### Work instructions
1. From the text on tenant protections in foreclosure, list every date it gives and say what each one marks.
2. In the text on tenant protections in foreclosure, which state serves as the case study?

### Text to read
Unanswered Questions Under the PTFA: Exploring the Extent of Tenant Protections in Foreclosed Properties
Journal of Affordable Housing, Vol. 20, No. 2, Winter 2011
17 Pages Posted: 20 Aug 2011 Last revised: 23 Aug 2011
Date Written: July 18, 2011
The somewhat new Federal Protecting Tenants at Foreclosure Act (the “PTFA”), as recently amended, still leaves many questions of interpretation in states with the foreclosure by advertisement process, and in states with laws related to issues on which the PTFA is silent. The PTFA is vague in places, and does not address certain issues raised by the foreclosure processes in certain states, where state law is not clearly preempted.
This article will examine how the PTFA, including the recent amendments and any recent judicial and advisory opinions, applies in states with the foreclosure by advertisement process (as opposed to judicial foreclosure). The article will use Michigan as a case study for this inquiry, briefly discussing other states with a similar process. In so doing, the article will discuss issues raised in these states concerning matters on which the PTFA’s terms are vague or wholly silent.

### Record excerpts
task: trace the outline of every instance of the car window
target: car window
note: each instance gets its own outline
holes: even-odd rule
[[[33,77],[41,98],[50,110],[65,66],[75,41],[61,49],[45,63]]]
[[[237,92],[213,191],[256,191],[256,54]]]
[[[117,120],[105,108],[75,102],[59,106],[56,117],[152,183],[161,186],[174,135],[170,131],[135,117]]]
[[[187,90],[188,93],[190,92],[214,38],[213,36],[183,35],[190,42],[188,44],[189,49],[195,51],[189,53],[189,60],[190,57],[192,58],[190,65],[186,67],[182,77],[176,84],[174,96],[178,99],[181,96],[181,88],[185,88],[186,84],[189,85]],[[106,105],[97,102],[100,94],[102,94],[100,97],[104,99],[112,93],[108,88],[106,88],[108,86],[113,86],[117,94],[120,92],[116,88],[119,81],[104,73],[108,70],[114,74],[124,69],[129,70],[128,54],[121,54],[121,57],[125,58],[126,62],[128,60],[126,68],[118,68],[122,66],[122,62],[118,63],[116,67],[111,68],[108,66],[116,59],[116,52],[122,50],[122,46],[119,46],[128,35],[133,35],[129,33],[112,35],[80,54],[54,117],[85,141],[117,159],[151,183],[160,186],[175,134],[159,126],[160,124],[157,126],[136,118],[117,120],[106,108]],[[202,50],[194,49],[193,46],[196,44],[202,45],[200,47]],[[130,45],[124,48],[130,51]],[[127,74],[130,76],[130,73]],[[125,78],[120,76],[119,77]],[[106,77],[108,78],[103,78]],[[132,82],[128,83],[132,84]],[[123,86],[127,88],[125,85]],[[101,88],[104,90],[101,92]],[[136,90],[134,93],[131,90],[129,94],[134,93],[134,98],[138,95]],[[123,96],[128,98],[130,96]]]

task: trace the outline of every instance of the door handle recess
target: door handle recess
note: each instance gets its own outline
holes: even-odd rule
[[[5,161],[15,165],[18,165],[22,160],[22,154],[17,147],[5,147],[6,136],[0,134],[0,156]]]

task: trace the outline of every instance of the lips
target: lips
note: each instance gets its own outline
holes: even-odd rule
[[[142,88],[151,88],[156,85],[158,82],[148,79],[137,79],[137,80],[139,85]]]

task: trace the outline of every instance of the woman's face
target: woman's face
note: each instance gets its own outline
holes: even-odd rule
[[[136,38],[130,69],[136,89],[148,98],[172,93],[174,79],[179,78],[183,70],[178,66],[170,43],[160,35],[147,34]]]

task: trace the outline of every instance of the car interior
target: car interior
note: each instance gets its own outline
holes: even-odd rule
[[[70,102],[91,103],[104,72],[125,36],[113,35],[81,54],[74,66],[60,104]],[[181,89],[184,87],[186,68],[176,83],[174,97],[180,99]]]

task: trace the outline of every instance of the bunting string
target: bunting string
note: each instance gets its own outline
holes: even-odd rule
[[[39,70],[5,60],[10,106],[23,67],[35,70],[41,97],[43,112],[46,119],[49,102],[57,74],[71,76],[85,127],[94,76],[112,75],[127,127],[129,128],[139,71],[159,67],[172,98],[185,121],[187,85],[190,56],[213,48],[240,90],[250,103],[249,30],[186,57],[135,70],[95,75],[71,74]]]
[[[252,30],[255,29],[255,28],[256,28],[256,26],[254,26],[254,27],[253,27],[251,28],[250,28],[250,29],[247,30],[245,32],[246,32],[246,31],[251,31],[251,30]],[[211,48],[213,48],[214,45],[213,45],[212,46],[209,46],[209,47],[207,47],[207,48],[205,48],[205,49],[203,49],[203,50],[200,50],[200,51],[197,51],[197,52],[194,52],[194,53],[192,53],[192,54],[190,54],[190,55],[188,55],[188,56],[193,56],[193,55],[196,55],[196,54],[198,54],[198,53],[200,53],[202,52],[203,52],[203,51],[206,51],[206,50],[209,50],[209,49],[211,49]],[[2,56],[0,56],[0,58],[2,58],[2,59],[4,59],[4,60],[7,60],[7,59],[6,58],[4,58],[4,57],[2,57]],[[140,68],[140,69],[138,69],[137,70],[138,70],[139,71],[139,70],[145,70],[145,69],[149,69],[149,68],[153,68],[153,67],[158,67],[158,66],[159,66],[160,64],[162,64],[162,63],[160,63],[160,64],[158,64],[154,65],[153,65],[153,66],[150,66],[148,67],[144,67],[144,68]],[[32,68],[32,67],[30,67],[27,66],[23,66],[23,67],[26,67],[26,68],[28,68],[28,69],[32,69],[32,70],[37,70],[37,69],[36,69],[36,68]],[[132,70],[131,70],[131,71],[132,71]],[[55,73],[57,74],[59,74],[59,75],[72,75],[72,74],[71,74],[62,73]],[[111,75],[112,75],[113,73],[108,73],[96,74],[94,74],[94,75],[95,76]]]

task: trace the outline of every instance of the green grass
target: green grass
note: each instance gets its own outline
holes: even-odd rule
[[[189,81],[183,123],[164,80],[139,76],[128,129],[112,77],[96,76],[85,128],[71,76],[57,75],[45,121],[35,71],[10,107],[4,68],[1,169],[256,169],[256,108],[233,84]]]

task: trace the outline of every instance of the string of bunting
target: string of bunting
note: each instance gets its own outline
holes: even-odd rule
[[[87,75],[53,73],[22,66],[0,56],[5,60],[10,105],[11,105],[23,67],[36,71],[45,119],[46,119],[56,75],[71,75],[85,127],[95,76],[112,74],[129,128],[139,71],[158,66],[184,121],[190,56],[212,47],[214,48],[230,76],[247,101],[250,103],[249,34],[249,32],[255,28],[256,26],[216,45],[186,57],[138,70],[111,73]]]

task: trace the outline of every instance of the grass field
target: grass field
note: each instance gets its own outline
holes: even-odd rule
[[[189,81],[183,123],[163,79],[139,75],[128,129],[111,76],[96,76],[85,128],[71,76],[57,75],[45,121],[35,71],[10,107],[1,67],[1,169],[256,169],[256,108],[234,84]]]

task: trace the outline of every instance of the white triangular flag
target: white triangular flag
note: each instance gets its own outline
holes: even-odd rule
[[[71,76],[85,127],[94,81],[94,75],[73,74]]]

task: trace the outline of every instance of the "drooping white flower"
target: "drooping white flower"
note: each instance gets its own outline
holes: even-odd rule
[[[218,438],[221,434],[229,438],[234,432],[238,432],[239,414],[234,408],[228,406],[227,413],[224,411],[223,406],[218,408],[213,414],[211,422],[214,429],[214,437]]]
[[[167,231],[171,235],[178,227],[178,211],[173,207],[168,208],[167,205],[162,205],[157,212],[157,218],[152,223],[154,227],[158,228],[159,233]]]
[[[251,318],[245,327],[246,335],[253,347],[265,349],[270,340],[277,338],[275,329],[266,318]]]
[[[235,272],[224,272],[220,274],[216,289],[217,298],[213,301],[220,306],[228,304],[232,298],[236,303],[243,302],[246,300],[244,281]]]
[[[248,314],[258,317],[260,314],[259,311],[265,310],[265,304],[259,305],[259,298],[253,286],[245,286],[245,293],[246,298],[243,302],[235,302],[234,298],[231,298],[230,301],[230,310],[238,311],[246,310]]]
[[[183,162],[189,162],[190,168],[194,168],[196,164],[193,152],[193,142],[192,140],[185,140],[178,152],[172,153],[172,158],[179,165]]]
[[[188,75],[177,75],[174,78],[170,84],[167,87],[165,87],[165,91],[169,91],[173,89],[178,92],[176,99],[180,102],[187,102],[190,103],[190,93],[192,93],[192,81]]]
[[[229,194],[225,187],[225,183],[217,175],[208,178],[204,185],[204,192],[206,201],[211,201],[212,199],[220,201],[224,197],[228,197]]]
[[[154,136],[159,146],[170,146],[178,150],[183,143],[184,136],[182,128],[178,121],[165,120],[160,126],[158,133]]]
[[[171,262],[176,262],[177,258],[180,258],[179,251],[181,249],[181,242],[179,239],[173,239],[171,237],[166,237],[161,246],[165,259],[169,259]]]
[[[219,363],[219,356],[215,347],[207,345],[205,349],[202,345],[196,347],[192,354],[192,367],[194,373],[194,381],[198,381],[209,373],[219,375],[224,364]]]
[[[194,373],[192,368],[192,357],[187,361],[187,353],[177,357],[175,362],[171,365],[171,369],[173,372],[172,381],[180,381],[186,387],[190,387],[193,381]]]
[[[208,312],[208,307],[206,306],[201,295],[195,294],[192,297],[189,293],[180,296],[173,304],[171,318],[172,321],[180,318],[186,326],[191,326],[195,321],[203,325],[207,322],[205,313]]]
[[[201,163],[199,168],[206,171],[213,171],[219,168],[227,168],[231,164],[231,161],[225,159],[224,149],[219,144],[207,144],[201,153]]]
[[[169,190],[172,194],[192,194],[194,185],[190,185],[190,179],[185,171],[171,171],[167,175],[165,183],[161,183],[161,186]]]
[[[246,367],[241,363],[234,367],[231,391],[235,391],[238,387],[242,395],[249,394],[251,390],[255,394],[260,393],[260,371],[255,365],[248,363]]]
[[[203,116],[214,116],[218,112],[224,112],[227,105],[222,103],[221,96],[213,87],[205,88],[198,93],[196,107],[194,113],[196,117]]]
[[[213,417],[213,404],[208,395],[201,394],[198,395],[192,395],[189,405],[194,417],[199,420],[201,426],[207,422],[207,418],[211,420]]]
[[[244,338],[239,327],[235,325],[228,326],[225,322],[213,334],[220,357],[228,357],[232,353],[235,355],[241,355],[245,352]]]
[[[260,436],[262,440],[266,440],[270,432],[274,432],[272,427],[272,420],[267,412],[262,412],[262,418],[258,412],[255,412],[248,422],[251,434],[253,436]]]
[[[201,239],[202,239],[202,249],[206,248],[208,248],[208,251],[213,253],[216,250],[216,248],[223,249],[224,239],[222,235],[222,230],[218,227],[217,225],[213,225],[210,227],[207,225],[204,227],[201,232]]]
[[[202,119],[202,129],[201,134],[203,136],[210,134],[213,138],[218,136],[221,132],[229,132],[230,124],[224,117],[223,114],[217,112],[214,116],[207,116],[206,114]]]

### Outputs in order
1.
- Winter 2011: the journal issue (Vol. 20, No. 2)
- 20 Aug 2011: when it was posted
- 23 Aug 2011: when it was last revised
- July 18, 2011: when it was written

2. Michigan